Stored records:
###
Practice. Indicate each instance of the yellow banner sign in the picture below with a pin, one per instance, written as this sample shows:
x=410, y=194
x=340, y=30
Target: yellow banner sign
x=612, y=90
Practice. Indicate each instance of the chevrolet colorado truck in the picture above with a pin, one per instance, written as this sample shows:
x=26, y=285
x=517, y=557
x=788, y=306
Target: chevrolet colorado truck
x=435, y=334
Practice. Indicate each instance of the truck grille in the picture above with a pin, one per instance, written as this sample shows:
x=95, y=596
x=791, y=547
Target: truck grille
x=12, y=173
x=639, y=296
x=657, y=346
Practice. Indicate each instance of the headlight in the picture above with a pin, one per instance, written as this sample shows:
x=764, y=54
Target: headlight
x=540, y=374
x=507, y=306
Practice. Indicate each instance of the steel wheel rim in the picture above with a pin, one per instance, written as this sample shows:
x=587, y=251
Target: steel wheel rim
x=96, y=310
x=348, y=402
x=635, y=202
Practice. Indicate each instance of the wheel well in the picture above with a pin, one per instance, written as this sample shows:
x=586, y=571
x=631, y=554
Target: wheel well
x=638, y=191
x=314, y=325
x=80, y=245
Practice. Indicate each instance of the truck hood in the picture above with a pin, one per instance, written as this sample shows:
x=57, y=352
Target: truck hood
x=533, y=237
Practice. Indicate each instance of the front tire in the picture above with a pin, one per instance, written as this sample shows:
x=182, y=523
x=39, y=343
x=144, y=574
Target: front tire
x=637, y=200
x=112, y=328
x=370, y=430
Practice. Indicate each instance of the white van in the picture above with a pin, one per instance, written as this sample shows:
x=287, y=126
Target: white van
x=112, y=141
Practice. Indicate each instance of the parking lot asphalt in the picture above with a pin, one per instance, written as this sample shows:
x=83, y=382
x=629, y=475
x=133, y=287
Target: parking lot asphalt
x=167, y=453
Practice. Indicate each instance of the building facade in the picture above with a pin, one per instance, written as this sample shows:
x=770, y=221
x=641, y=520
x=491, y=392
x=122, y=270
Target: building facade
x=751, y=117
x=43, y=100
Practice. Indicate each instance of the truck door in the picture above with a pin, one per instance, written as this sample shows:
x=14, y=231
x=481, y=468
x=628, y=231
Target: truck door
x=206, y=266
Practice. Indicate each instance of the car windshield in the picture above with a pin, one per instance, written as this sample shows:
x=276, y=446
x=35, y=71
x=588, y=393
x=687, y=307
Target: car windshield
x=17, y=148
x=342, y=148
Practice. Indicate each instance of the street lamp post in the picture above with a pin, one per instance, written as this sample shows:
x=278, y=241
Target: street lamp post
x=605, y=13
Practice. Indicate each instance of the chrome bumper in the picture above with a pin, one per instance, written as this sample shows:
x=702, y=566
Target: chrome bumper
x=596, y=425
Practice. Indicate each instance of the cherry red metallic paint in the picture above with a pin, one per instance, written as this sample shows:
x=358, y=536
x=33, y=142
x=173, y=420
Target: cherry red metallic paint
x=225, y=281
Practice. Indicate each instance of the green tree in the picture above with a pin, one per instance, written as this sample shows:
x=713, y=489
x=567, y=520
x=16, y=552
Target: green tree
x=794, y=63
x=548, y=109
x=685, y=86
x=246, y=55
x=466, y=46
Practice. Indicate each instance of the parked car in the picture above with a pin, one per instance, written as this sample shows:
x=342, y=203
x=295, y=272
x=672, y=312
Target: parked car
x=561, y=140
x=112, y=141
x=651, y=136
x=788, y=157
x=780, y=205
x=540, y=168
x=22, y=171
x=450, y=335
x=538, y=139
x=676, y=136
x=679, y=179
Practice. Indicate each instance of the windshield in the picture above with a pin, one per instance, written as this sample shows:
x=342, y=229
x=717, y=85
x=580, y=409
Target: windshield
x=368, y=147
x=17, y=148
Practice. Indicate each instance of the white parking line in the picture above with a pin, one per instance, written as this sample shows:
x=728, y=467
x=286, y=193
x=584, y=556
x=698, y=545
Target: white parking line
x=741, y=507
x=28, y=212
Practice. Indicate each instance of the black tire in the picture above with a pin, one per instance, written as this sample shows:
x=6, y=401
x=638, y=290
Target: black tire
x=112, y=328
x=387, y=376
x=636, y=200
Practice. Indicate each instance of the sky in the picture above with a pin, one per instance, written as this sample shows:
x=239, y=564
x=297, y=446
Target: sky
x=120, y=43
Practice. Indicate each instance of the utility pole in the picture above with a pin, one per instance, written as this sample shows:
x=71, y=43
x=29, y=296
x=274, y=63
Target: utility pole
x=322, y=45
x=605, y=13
###
# [Instructions to follow]
Could you repeat every record above exactly as it stands?

# [Completed exercise]
Practice. Indicate each instance of the yellow banner sign in the picture below with a pin, one per instance, written as this sample shows:
x=410, y=194
x=340, y=30
Target: yellow banner sign
x=612, y=90
Practice. Indicate each instance of the chevrolet colorado truck in the picture above with a pin, one per instance, written as this sample shows:
x=26, y=285
x=517, y=557
x=788, y=306
Target: chevrolet colorado truck
x=435, y=334
Practice. Indicate each instance of the truck grille in the picture above with a pin, one per instance, written as this sample shows:
x=95, y=596
x=791, y=547
Target: truck grille
x=12, y=173
x=639, y=296
x=657, y=346
Practice. Indicate each instance of the headlight in the picture above with a pin, one per instance, written as this sample shows:
x=764, y=54
Target: headlight
x=540, y=374
x=507, y=306
Practice. Indicate each instance of the steel wheel rim in the picture above with a pin, one per instance, written as this sample shows:
x=587, y=251
Target: steel wheel rim
x=96, y=310
x=348, y=402
x=635, y=202
Practice. Indicate each instance of the wheel well in the picture above with a pin, one per instance, written as this sample shows:
x=586, y=571
x=631, y=554
Target: wheel well
x=638, y=191
x=314, y=325
x=80, y=245
Practice. Indicate each instance of the truck hood in the picture above with a pin, one per instance, written as this sample shows:
x=57, y=352
Target: truck hood
x=533, y=237
Practice. Indicate each instance of the front tire in the picture above with a pin, one per instance, written as this sample shows:
x=182, y=523
x=39, y=343
x=144, y=574
Target: front tire
x=637, y=200
x=112, y=328
x=370, y=430
Practice. Indicate each instance of the white van in the picture above with a pin, one per instance, written as this sample shows:
x=287, y=126
Target: white van
x=112, y=141
Practice. Indicate each instance of the parking lot asphalt in the picture above with a pin, one per instance, written as this sample shows:
x=83, y=382
x=629, y=475
x=133, y=287
Target: parking lot asphalt
x=167, y=453
Practice. Indicate each instance of the building facade in the picture above with a pin, one per instance, written as this sample shows:
x=770, y=221
x=641, y=520
x=491, y=392
x=122, y=270
Target: building facade
x=751, y=117
x=43, y=100
Practice. Indicate each instance of the truck door in the picture above with a pin, one per instance, written as this sample shows:
x=14, y=231
x=481, y=468
x=628, y=231
Target: truck door
x=206, y=266
Practice. Indicate each instance of the car windshield in the picture above with a pin, one per instance, written as this sample shows:
x=276, y=446
x=35, y=71
x=588, y=393
x=687, y=307
Target: car windshield
x=17, y=148
x=342, y=148
Practice. Indicate each instance of the street lamp post in the picture above with a pin, one per instance, written as this sample shows:
x=278, y=241
Target: street lamp post
x=605, y=13
Practice. Indicate each instance of the chrome bumper in the picture above with a pin, one per instance, written as this sample shows:
x=702, y=566
Target: chrome bumper
x=596, y=425
Practice. Indicate each instance of the cherry red metallic paint in the picture above with a pin, one per instance, written as this sample shows:
x=358, y=536
x=33, y=142
x=173, y=420
Target: cherry red metallic paint
x=225, y=281
Practice. Indicate each instance of the green tree in the picture above with a pin, one per instance, written as this sample shows:
x=713, y=489
x=567, y=520
x=16, y=552
Target: green tree
x=794, y=63
x=548, y=109
x=685, y=86
x=246, y=55
x=466, y=46
Practice. Indicate each instance of the parked car in the picture above with a pin, one per instance, written as this sample shows:
x=342, y=203
x=295, y=272
x=672, y=312
Target: parked car
x=561, y=140
x=112, y=141
x=651, y=136
x=788, y=157
x=780, y=205
x=540, y=168
x=22, y=171
x=450, y=335
x=538, y=139
x=676, y=136
x=679, y=179
Practice. Indicate each instance of the windshield in the picture above with a pin, one per instance, written as this sample shows:
x=342, y=229
x=717, y=85
x=580, y=409
Target: windshield
x=368, y=147
x=17, y=148
Practice. Indicate each instance of the white parking line in the picture above with a pin, one per instance, written as this sample shows:
x=728, y=467
x=286, y=193
x=584, y=556
x=698, y=545
Target: white parking line
x=741, y=507
x=28, y=212
Practice. Indicate each instance of the black tire in the picture above with a pin, one per instance, written as this sample shows:
x=6, y=401
x=638, y=290
Target: black tire
x=112, y=328
x=387, y=376
x=636, y=200
Practice. Indicate each instance of the sky in the picture above with a pin, one per instance, written as this sample shows:
x=239, y=564
x=297, y=446
Target: sky
x=120, y=43
Practice. Indicate each instance of the utility pole in the picture above with a pin, one per instance, written as this sample shows:
x=71, y=43
x=29, y=296
x=274, y=63
Target: utility pole
x=322, y=45
x=605, y=13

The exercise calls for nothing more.